Given instruction: Can you rewrite the paragraph of the reading text that begins "I don’t know why I was so fixated" as a short bulleted list of its main facts?
══ Reading text ══
I don’t know why I was so fixated on the idea of my bag being stolen. I’ve never had a bag stolen from me in 13 years in New York. I’ve dropped my driver’s license on the street twice and had it mailed back to me by a kind stranger each time. A friend recently posted a story about how her son lost his wallet on the train and it was returned to him completely intact, even the cash. New York City is the safest big city in the world. But for whatever reason, I was hung up on the fact that I could be robbed, and in a sense I knew I would be robbed.
Some would call this manifestation, right? The Secret says what you believe and think comes true, therefore if you believe someone is going to steal your bag, your bag will be stolen. I dispute that idea for many reasons, the first and foremost being that I was not worried that someone was going to steal my bag, manifesting its theft through fear. I had a full-on premonition that someone was going to steal my bag. I don’t want to come right out and call myself a psychic, mostly because I don’t want to have to start dressing in mumus and wearing turbans, but I have always had a very strong sixth sense (without the dead people). My intuition is excellent, and every time I haven’t followed it has been a reminder for me to always, always, always follow your instincts.
So I knew not to bring my phone but I brought it anyway. And not just because I wanted to share a photo of my daughter and I on the beach, but because I love my daughter and I love to take pictures of her on the beach. I’ve come to a much more selective place with my social media shares in recent months, and so I’ve got lots of pictures on my phone that are just for me to be able to look through in a quiet moment or when I’m feeling down or when I miss my daughter if she’s visiting her dad.
═══
══ Supplied material ══
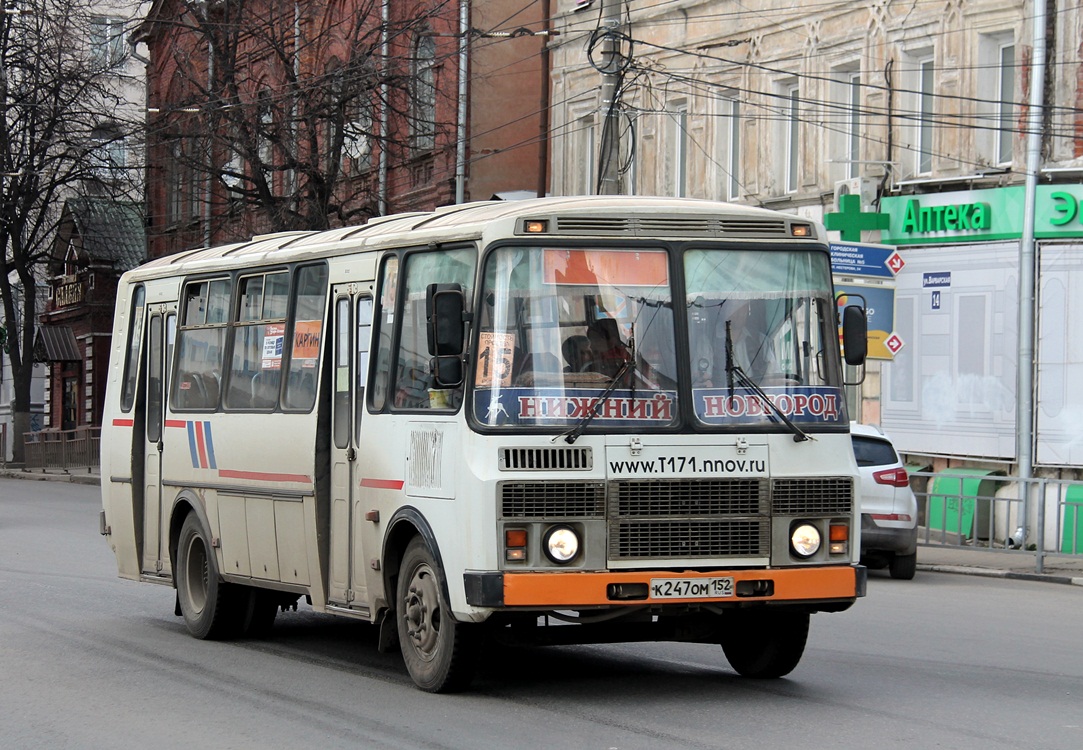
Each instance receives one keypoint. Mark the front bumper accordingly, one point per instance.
═══
Completed exercise:
- For no clear reason, I was fixated on the idea of my bag being stolen.
- In 13 years in New York, I've never had a bag stolen.
- I've dropped my driver's license on the street twice, and each time a kind stranger mailed it back.
- A friend's son lost his wallet on the train and got it back completely intact, cash included.
- New York City is the safest big city in the world.
- Still, I was hung up on the possibility of being robbed and, in a sense, knew I would be.